- TEXTO FORNECIDO:
....................

A incrível capacidade de Pnin, com toda a sua meticulosa bagagem intelectual, de se deixar enredar pelas situações mais aviltantes, antecipa as agruras dos intelectuais dos livros do grande Saul Bellow, como Herzog (1964) e O legado de Humboldt (1975). E todos os cuidados maníacos do professor russo para assegurar sua tranqüilidade e seu encastelamento encontram eco recente nos personagens irritantemente cautelosos de Anne Tyler, por exemplo, o protagonista de O turista acidental (1985).

Além da figura do professor Pnin, Nabokov banha na soda cáustica da sua mordacidade, o mundo universitário, com seus oportunistas que se aproveitam das confortáveis carreiras acadêmicas: o chefe do Departamento de Francês, Blorenge, por exemplo, não sabe francês, e o reitor da Universidade, num discurso, fala da contribuição de homens importantes da Rússia, como Raskolnikóv (que não é outro senão o assassino de Crime e Castigo de Dostoiévski); com suas onerosas pesquisas inúteis, com seus estudantes deslumbrados com palavras da moda; ou então, com seus pilares eruditos em querelas enfadonhas e minúcias inúteis (ficar horas discutindo qual o dia exato em que começa a trama de Anna Karênina de Tolstói, por exemplo).

A mordacidade do autor de Somos todos arlequins vem sempre imersa num banho de estilo. Hoje em dia só a canadense Margaret Atwood obtenha a mesma conjunção graça-ironia, veneno retórico-desdobramento maníaco dos personagens, em livros como Madame Oráculo & Olho de gato.

Para se ter uma idéia do estilo em que Pnin é escrito, basta citar um trecho cruel como o momento em que o professor Pnin é obrigado a arrancar todos os seus dentes apodrecidos: “Surpreendeu-o verificar o quanto era afeiçoado a seus dentes. A língua, aquela foca gorda e lustrosa, costumava deixar-se cair com um baque e deslizar alegre entre os rochedos familiares, conferindo os contornos de um reino ameaçado mas ainda seguro, mergulhando da grota na angra, encontrando um pedaço de alga doce na mesma fenda de sempre; mas agora não restava nenhuma das antigas marcas do terreno, tudo o que existia era apenas uma grande fenda sombria, numa terra incógnita de gengivas…”

....................

- O PROBLEMA:
Reproduza o trecho do texto sobre Pnin de "A mordacidade do" até "Olho de gato.", inclusive, trocando "canadense" por "escritora canadense". Baseie-se apenas no texto sobre Pnin.

....................

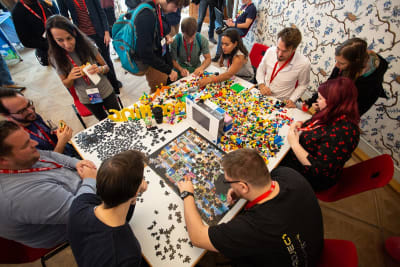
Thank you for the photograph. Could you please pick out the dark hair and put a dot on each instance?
(179, 3)
(82, 43)
(341, 99)
(247, 165)
(291, 36)
(234, 36)
(6, 128)
(119, 177)
(4, 93)
(189, 26)
(355, 51)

....................

- RESPOSTA AO EXERCÍCIO:
A mordacidade do autor de Somos todos arlequins vem sempre imersa num banho de estilo. Hoje em dia só a escritora canadense Margaret Atwood obtenha a mesma conjunção graça-ironia, veneno retórico-desdobramento maníaco dos personagens, em livros como Madame Oráculo & Olho de gato.